▸ **Página**:
◇ ◇ ◇ ◇ ◇

A RENÚNCIA DE RECEITA
TRIBUTÁRIA QUE CARACTERIZA ATO DE IMPROBIDADE ADMINISTRATIVA LESIVO AO ERÁRIO
André Vitor de Freitas
O presente trabalho está inserido no conjunto de
temas propostos para apresentação, discussão e debates em forma de teses a
serem apresentadas no I Congresso do Patrimônio Público e Social do Ministério
Público do Estado de São Paulo.
O tema escolhido para este trabalho é “Improbidade e Lei de
Responsabilidade Fiscal”, constante da alínea “t” do Regramento para elaboração
e apresentação de teses para o Congresso mencionado.
Tendo por foco as inúmeras dificuldades que os membros do Ministério
Público encontram e enfrentam para compreender, comprovar e demonstrar a
caracterização de atos de improbidade administrativa em geral, em especial
aqueles que são praticados em razão de ofensas à Lei de Responsabilidade Fiscal
(Lei Complementar Nacional n. 101/2000), tem este trabalho também o objetivo
específico de compartilhar alguns estudos e conclusões alcançados a partir do
disposto no artigo 14 da LRF em conjunto com o disposto no artigo 10, incisos
VII e X, da Lei Federal n. 8.429/92 – Lei de Improbidade Administrativa,
auxiliando e prestando alguma colaboração aos colegas de Ministério Público no
exercício de suas funções, bem como a todos aqueles que, no cumprimento de seus
deveres profissionais e/ou morais, atuam na fiscalização e controle do correto
e integral cumprimento das leis vigentes por parte dos administradores
públicos, notadamente no que toca à probidade na arrecadação de receitas
tributárias.
I – A caracterização da renúncia de receita
tributária.
Prática muito comum em nossos municípios é a concessão de benefícios ou
incentivos de natureza tributária por parte de chefes do Poder Executivo, ou
seja, Prefeitos. Tal prática também ocorre no âmbito estadual, por parte de
Governadores, e, obviamente, também no âmbito nacional, por intermédio de atos
normativos de iniciativa do Presidente da República.
No entanto, considerando a quantidade e a extensão atingida por atos
advindos dos Poderes Executivos Municipais dos inúmeros municípios paulistas, a
exemplo do que também ocorre em todo nosso país, e ainda levando-se em conta as
inúmeras dificuldades para que os fiscais da lei tomem conhecimento e analisem
a regularidade destes atos concessivos de benefícios em todos os municípios
existentes, procuraremos nos ater aos aspectos e à análise destes atos somente
no âmbito municipal, nunca nos esquecendo que as considerações adiante expostas
são perfeitamente aplicáveis para a fiscalização de atos normativos da mesma
natureza nos planos estadual e nacional.
A concessão de benefícios ou incentivos de natureza tributária deve se
dar por meio de lei municipal, de iniciativa exclusiva do Chefe do Poder
Executivo Municipal, titular e responsável pela representação da entidade
pública concedente do benefício. Se somente por lei se pode criar e instituir
tributos de competência municipal, somente por lei se pode “abrir mão” de
receber valores correspondentes a tributos já criados, devidos e não pagos. É a
aplicação integral da norma decorrente do artigo 150, §6º, da Constituição
Federal.

◇ ◇ ◇ ◇ ◇

Registros de origem:
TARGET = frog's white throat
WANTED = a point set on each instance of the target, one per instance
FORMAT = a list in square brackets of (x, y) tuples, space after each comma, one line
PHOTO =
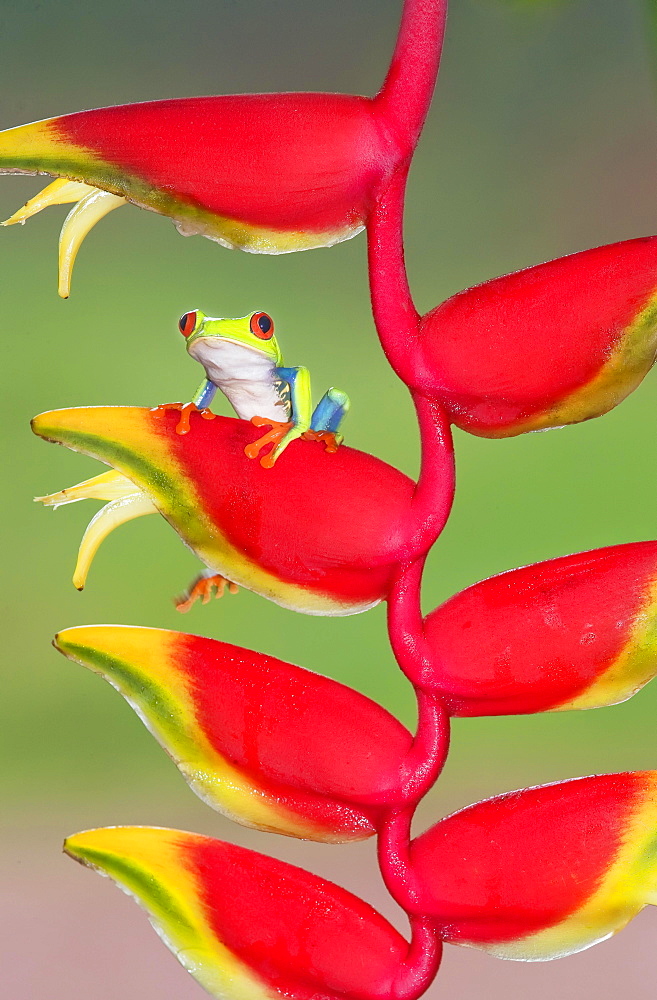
[(247, 377)]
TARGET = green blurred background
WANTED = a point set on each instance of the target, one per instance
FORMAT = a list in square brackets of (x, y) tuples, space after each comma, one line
[(542, 141)]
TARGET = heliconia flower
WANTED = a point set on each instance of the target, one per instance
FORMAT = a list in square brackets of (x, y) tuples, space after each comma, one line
[(318, 533), (269, 744), (550, 345), (246, 925), (571, 633), (266, 173), (544, 872)]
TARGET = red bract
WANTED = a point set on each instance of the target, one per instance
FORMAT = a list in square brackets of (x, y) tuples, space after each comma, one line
[(550, 345), (247, 925), (269, 744), (574, 632), (268, 173), (543, 872), (320, 533)]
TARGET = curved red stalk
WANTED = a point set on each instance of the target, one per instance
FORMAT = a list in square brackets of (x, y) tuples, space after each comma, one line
[(405, 96), (395, 316), (434, 491)]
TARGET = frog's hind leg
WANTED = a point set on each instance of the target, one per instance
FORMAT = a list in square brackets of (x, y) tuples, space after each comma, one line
[(327, 419), (202, 589)]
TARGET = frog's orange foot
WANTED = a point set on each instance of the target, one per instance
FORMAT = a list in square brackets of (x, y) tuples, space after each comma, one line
[(201, 590), (185, 410), (272, 437), (330, 440)]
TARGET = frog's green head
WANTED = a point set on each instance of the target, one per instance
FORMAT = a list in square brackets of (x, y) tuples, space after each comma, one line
[(255, 331)]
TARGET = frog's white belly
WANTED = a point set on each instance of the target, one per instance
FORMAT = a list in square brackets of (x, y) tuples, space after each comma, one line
[(246, 377)]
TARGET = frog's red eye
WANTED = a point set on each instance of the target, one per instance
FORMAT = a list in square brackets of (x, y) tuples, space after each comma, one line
[(262, 326), (187, 323)]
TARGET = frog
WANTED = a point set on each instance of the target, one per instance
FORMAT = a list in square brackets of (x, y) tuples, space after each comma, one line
[(243, 359)]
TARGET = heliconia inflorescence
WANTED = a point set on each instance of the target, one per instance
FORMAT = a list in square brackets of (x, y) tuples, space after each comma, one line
[(531, 875)]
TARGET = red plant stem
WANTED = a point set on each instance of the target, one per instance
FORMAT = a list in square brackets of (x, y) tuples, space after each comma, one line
[(395, 316), (422, 962), (406, 626), (434, 491), (427, 756), (405, 96), (425, 762)]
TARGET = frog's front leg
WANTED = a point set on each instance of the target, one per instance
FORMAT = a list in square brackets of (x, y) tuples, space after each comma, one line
[(200, 404), (327, 418), (281, 434)]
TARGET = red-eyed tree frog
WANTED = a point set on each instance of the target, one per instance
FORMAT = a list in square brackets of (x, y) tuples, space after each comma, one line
[(242, 358)]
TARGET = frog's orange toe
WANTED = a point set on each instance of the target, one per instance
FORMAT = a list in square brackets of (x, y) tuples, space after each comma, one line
[(274, 436), (185, 410), (202, 589)]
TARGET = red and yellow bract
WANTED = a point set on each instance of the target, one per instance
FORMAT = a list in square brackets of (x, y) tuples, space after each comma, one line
[(574, 632), (246, 925), (543, 872), (269, 744)]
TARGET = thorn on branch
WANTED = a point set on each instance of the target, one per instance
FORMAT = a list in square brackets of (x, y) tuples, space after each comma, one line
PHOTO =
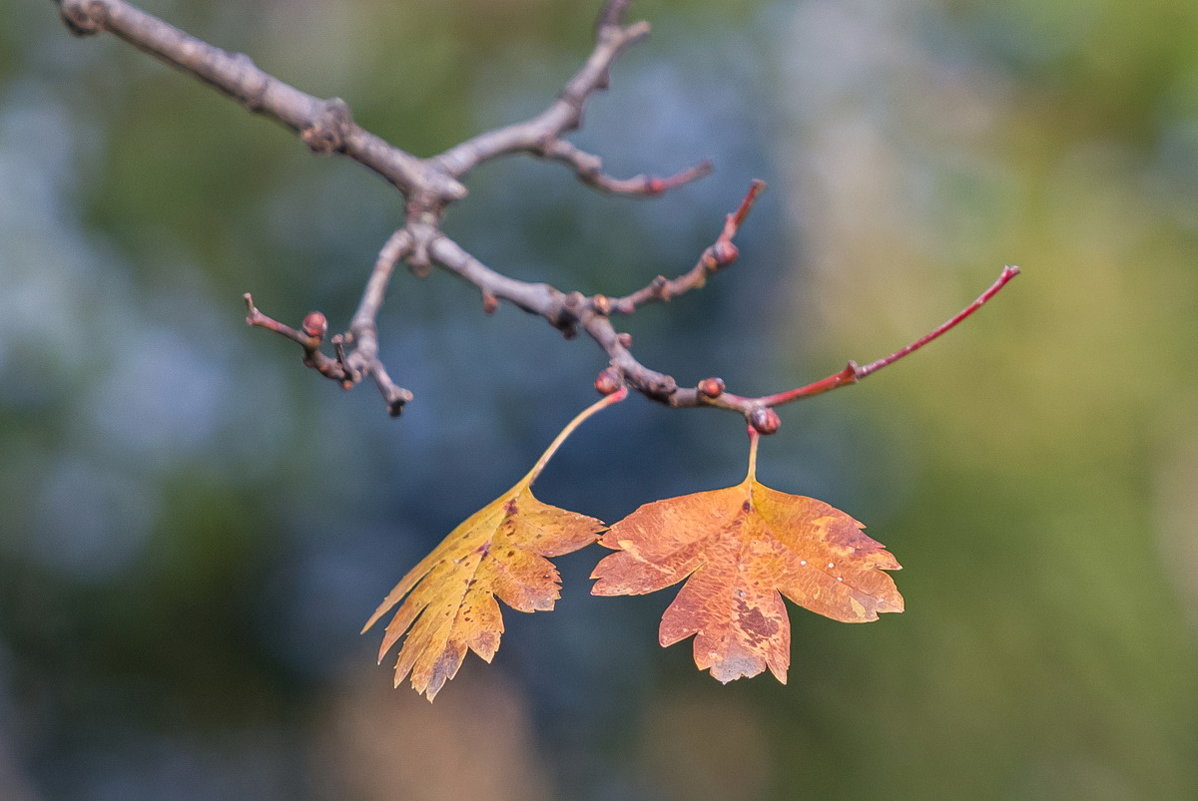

◇ ◇ ◇ ◇ ◇

▸ **Tarefa proposta**:
Transcreva o trecho do texto sobre renúncia de receita tributária que começa em "I – A caracterização" e termina em "Presidente da República.". Os registros não têm relação com o texto sobre renúncia de receita tributária.

▸ **Resposta completa**:
I – A caracterização da renúncia de receita
tributária.
Prática muito comum em nossos municípios é a concessão de benefícios ou
incentivos de natureza tributária por parte de chefes do Poder Executivo, ou
seja, Prefeitos. Tal prática também ocorre no âmbito estadual, por parte de
Governadores, e, obviamente, também no âmbito nacional, por intermédio de atos
normativos de iniciativa do Presidente da República.